Saved entries:
===
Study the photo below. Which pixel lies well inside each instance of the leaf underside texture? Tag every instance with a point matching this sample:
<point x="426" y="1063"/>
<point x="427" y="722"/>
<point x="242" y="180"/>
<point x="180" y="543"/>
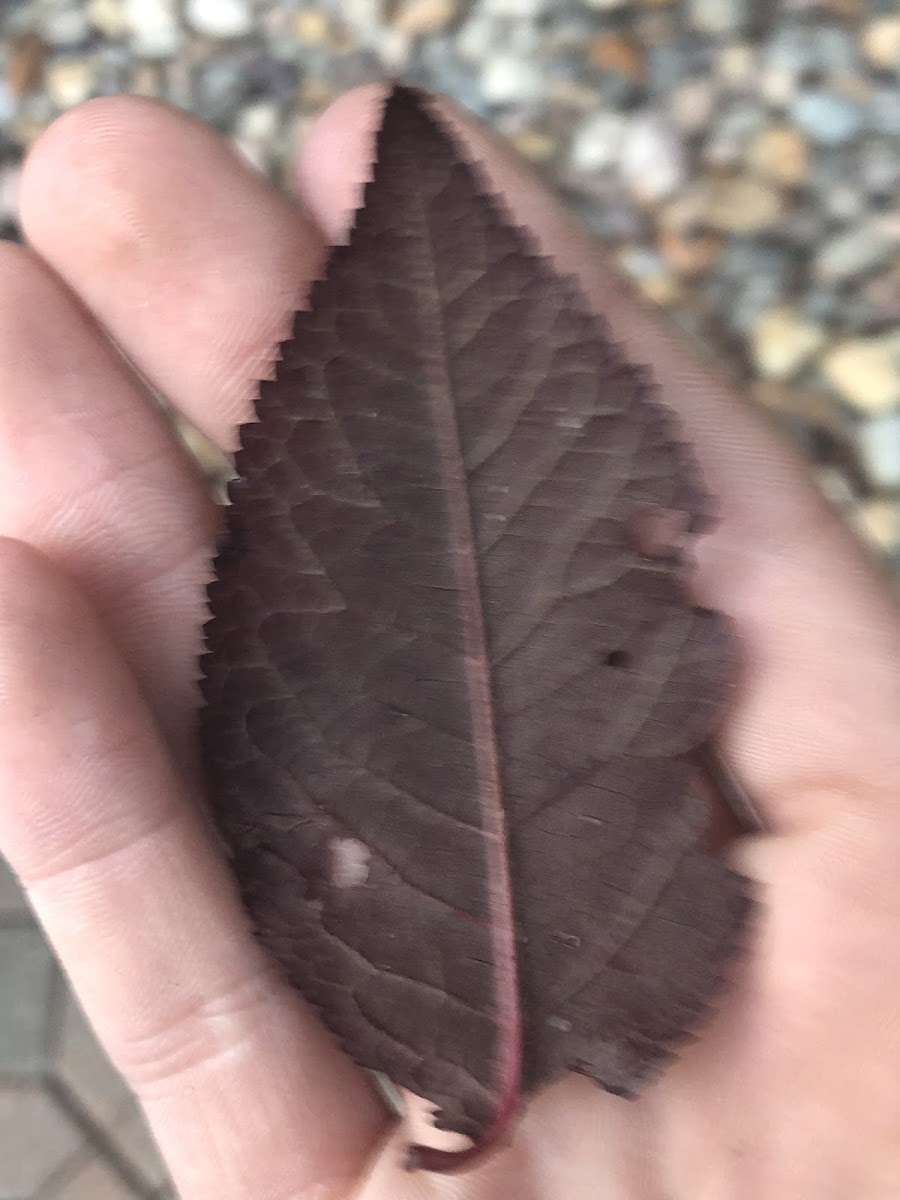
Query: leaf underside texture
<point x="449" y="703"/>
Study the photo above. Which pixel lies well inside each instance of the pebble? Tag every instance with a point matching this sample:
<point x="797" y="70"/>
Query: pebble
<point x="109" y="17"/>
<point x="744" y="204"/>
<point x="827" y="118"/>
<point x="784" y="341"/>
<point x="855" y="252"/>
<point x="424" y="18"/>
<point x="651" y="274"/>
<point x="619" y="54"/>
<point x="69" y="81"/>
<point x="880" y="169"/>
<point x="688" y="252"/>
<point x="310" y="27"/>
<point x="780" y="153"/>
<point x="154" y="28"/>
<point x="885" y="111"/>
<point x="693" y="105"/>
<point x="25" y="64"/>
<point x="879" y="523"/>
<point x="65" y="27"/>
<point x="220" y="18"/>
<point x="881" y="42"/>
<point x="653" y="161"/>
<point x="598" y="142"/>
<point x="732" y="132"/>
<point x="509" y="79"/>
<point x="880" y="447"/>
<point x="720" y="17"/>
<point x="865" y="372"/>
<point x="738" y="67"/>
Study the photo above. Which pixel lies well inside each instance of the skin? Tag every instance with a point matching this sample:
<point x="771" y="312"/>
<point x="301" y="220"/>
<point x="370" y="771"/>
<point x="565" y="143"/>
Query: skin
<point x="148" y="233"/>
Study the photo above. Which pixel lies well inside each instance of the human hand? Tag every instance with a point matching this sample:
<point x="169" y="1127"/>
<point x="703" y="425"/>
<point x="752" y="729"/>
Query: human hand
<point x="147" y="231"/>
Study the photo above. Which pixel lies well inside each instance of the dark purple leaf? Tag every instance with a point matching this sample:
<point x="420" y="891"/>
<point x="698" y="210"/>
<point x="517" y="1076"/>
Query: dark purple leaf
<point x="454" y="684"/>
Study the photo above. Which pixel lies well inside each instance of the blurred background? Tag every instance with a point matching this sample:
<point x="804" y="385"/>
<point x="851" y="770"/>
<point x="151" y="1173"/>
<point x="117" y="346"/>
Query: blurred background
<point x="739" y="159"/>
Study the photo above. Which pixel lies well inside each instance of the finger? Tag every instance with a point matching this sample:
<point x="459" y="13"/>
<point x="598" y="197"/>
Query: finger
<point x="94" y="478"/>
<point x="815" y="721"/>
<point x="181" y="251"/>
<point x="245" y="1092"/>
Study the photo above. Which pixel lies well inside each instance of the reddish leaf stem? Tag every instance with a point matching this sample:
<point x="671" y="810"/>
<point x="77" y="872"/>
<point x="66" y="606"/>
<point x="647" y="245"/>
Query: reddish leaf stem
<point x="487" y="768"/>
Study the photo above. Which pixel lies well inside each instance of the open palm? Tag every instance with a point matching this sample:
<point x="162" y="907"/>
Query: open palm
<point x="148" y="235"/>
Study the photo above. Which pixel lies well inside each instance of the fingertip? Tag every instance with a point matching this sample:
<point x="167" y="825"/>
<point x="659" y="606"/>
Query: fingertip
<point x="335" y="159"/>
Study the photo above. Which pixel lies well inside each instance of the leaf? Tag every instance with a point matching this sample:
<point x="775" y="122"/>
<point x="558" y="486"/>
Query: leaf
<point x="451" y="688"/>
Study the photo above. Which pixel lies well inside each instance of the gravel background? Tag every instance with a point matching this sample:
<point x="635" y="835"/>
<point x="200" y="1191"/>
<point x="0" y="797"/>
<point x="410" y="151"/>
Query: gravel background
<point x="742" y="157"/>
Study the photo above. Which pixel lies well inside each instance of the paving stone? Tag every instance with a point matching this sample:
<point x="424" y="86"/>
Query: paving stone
===
Retype all of the saved entries above word for word, with every line in its original order. Leave the pictures out of your copy.

Study the photo below. Which pixel lies well inside each instance of the leaf underside texture? Tag every instance with a point matching this sample:
<point x="426" y="1063"/>
<point x="427" y="722"/>
<point x="242" y="180"/>
<point x="180" y="543"/>
Query: leaf underside texture
<point x="449" y="703"/>
Study the photo above. Which pixel lies well inside each instance of the pebble? Tag every instance with a point matching this sample:
<point x="797" y="70"/>
Query: pebble
<point x="109" y="17"/>
<point x="744" y="204"/>
<point x="827" y="118"/>
<point x="784" y="341"/>
<point x="855" y="252"/>
<point x="424" y="18"/>
<point x="651" y="274"/>
<point x="619" y="54"/>
<point x="69" y="81"/>
<point x="880" y="169"/>
<point x="688" y="252"/>
<point x="310" y="27"/>
<point x="780" y="153"/>
<point x="154" y="28"/>
<point x="885" y="111"/>
<point x="693" y="105"/>
<point x="25" y="64"/>
<point x="879" y="523"/>
<point x="65" y="27"/>
<point x="220" y="18"/>
<point x="881" y="42"/>
<point x="653" y="161"/>
<point x="598" y="142"/>
<point x="732" y="132"/>
<point x="509" y="79"/>
<point x="880" y="447"/>
<point x="720" y="17"/>
<point x="865" y="372"/>
<point x="738" y="67"/>
Study the photo above. Which pixel lies well inside each instance of the skin? Tag every instance with a point matching this sample:
<point x="771" y="312"/>
<point x="301" y="220"/>
<point x="370" y="771"/>
<point x="565" y="143"/>
Query: skin
<point x="148" y="233"/>
Study the photo above. Which pixel lies well inside each instance of the human hand? Tag every instance with a point matching this sample:
<point x="169" y="1127"/>
<point x="703" y="425"/>
<point x="752" y="729"/>
Query: human hand
<point x="147" y="231"/>
Study the photo above. Which pixel lies well inside each instance of the dark purple leaf? Tag every instance with a point matching this sample:
<point x="420" y="891"/>
<point x="698" y="210"/>
<point x="517" y="1076"/>
Query: dark purple leaf
<point x="454" y="684"/>
Study the photo above. Which pixel lies well inside each instance of the blurred background? Tag every instance with a point matching this sample:
<point x="804" y="385"/>
<point x="851" y="770"/>
<point x="151" y="1173"/>
<point x="117" y="346"/>
Query: blurred background
<point x="739" y="159"/>
Study the photo above. Which pixel lies well inside each instance of the finger? Tag every instance with a point matching this sample:
<point x="459" y="13"/>
<point x="598" y="197"/>
Query: finger
<point x="94" y="478"/>
<point x="815" y="721"/>
<point x="181" y="251"/>
<point x="245" y="1092"/>
Study the photo above. Which pixel lies well inside each instance of the reddish leaf stem? Tag every instance with a point matching this sample:
<point x="671" y="810"/>
<point x="77" y="872"/>
<point x="66" y="606"/>
<point x="647" y="245"/>
Query: reddish leaf stem
<point x="487" y="768"/>
Study the photo above. Which pixel lies well inside each instance of the open palm? Tag every instance with a point matching this sample:
<point x="162" y="907"/>
Query: open palm
<point x="148" y="235"/>
Study the photo above. Which pixel lies well inside each instance of the fingertip? Tag every instance with a point matching this sample:
<point x="167" y="825"/>
<point x="659" y="606"/>
Query: fingertip
<point x="335" y="159"/>
Study the photo above. Which pixel lies well inside each instance of the leaf? Tag every instance with a point matching this sample:
<point x="775" y="122"/>
<point x="558" y="486"/>
Query: leaf
<point x="451" y="688"/>
Study the photo above. Which pixel lies well inside each instance of the gravel background? Tag every instance with a point matching this sample:
<point x="635" y="835"/>
<point x="200" y="1191"/>
<point x="0" y="797"/>
<point x="410" y="151"/>
Query: gravel background
<point x="742" y="157"/>
Study the photo above. Which pixel lies well inside each instance of the paving stone? Tag every instance with a point matching this sample:
<point x="424" y="86"/>
Query: paving stone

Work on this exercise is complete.